▶ _EXTRAIT CITÉ_
· · ·
Il ne suffit pas, en effet, d’impliquer les pouvoirs publics. Il faut que les parents et les enseignants acceptent eux aussi de fournir des moyens supplémentaires.
Cette expérience a été possible parce que certaines personnes étaient sensibles à ces réalités. Mon épouse et moi-même avons eu pour rôle de montrer que cela pouvait changer. Nous avons travaillé pour le long terme en essayant de faire réfléchir les gens, et de montrer que chacun pouvait faire quelque chose.
Citoyen dans le milieu du travail
Comment intégrer les plus pauvres dans une grande société d’informatique qui s’appelle Bull, où il y a 21 000 employés dont à peu près les trois quarts sont cadres ou techniciens. En fait, les personnes qui sont le plus susceptibles d’y perdre leur emploi sont en bas de l’échelle sociale, mais ont déjà un certain statut par rapport aux personnes du Quart Monde.
· · ·
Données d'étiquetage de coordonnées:
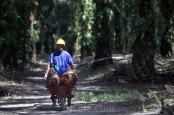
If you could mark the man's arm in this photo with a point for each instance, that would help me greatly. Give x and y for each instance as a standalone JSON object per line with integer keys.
{"x": 72, "y": 66}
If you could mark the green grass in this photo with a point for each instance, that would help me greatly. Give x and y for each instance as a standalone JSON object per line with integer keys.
{"x": 104, "y": 96}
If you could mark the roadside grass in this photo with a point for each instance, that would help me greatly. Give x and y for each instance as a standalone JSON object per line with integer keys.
{"x": 105, "y": 96}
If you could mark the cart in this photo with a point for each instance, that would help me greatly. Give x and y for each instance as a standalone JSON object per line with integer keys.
{"x": 62, "y": 95}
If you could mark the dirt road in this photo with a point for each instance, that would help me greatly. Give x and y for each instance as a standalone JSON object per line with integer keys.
{"x": 34, "y": 99}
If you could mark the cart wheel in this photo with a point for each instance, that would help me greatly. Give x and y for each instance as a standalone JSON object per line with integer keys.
{"x": 62, "y": 103}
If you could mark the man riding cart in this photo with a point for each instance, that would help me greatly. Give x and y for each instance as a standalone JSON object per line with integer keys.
{"x": 59, "y": 80}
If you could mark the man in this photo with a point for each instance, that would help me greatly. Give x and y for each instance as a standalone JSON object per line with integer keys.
{"x": 59, "y": 61}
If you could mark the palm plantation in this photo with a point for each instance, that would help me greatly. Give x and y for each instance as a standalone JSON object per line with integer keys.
{"x": 93, "y": 30}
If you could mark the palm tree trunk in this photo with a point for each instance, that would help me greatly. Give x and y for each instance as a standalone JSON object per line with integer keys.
{"x": 144, "y": 46}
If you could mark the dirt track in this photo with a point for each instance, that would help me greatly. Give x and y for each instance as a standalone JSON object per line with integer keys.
{"x": 34, "y": 100}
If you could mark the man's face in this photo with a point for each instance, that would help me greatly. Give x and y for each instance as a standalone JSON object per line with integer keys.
{"x": 60, "y": 47}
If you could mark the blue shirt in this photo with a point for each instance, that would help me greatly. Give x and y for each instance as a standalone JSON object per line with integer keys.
{"x": 61, "y": 60}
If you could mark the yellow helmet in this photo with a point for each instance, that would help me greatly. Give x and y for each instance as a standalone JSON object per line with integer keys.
{"x": 61, "y": 42}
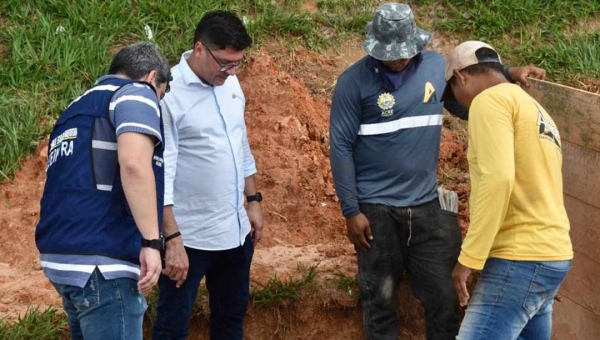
· · ·
▶ _TRAVAIL À FAIRE_
[A] Reproduisez tel quel le passage de l'extrait allant de « Cette expérience a » jusqu'à « faire quelque chose. ».
[B] D'après l'extrait, combien d'employés compte la société d'informatique Bull ?

▶ _RÉPONSES ATTENDUES_
[A]
Cette expérience a été possible parce que certaines personnes étaient sensibles à ces réalités. Mon épouse et moi-même avons eu pour rôle de montrer que cela pouvait changer. Nous avons travaillé pour le long terme en essayant de faire réfléchir les gens, et de montrer que chacun pouvait faire quelque chose.

[B] 21 000 employés.